*SET TASKS*:
[1] Reproduce verbatim the passage of the wine-tasting account starting with "I often visit" and going on through "full speed ahead.".
[2] According to the wine-tasting account, why does the writer include "blind" comments on the value of the wines?

*TEXT SHOWN*:
'''

I often visit with my friend Mark Horvatich (left) when in Chicagoland. The experience is always pleasant and enjoyable, but I did suspect that Mark was trying to test my "who cares about the wines, it is about the people" maxim, when he told me he had a number of Chilean (etc.) wines upon which he'd like to get my opinion. Of course I said "that's great", knowing that very few wines from South America have ever impressed me -- damn the torpedoes, full speed ahead.
 
I arrived at Mark's place, nibbled on some crumbly aged gouda, and chatted with the always affable Joe Pinto (his wife Sue would join us later). In between preparing the night's dinner (venison meat loaf, squash filled pasta, sautéed fennel, etc.) Mark told us he had obtained a number of samples from his friend Jim Powers, who is a principal in Global Vineyard Wine Importers. The wines (hailing from Chile and South Africa) were all soon to be released...the group represented a number of price points and stylistic notions in their line. Mark did not tell us the prices on any of the wines, so I include some "blind" comments as to value, and then later learned the full retail pricing.

'''

*RAW DATA*:
'''

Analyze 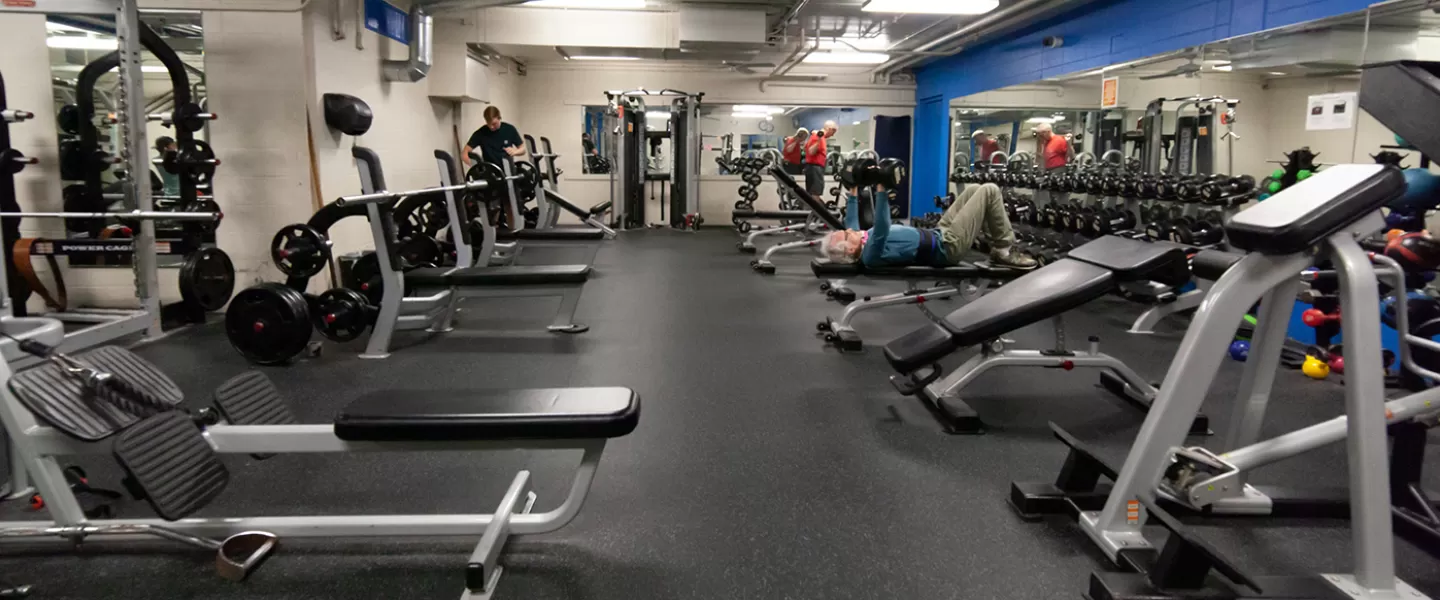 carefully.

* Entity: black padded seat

'''
'''

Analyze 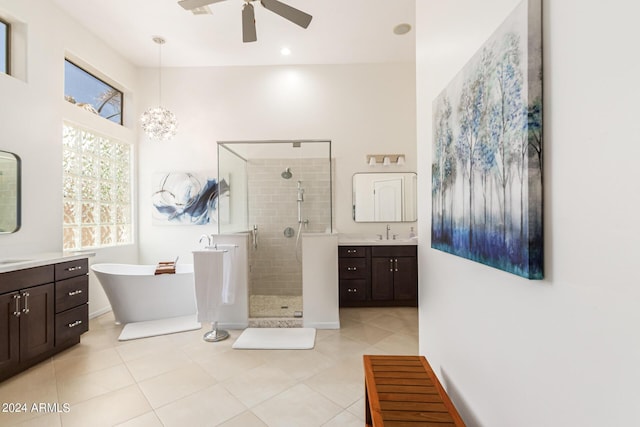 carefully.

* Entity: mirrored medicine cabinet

'''

*RESPONSE LIST*:
[1]
I often visit with my friend Mark Horvatich (left) when in Chicagoland. The experience is always pleasant and enjoyable, but I did suspect that Mark was trying to test my "who cares about the wines, it is about the people" maxim, when he told me he had a number of Chilean (etc.) wines upon which he'd like to get my opinion. Of course I said "that's great", knowing that very few wines from South America have ever impressed me -- damn the torpedoes, full speed ahead.

[2] The writer includes "blind" comments on value because Mark did not tell the guests the prices of any of the wines. The writer learned the full retail pricing only later.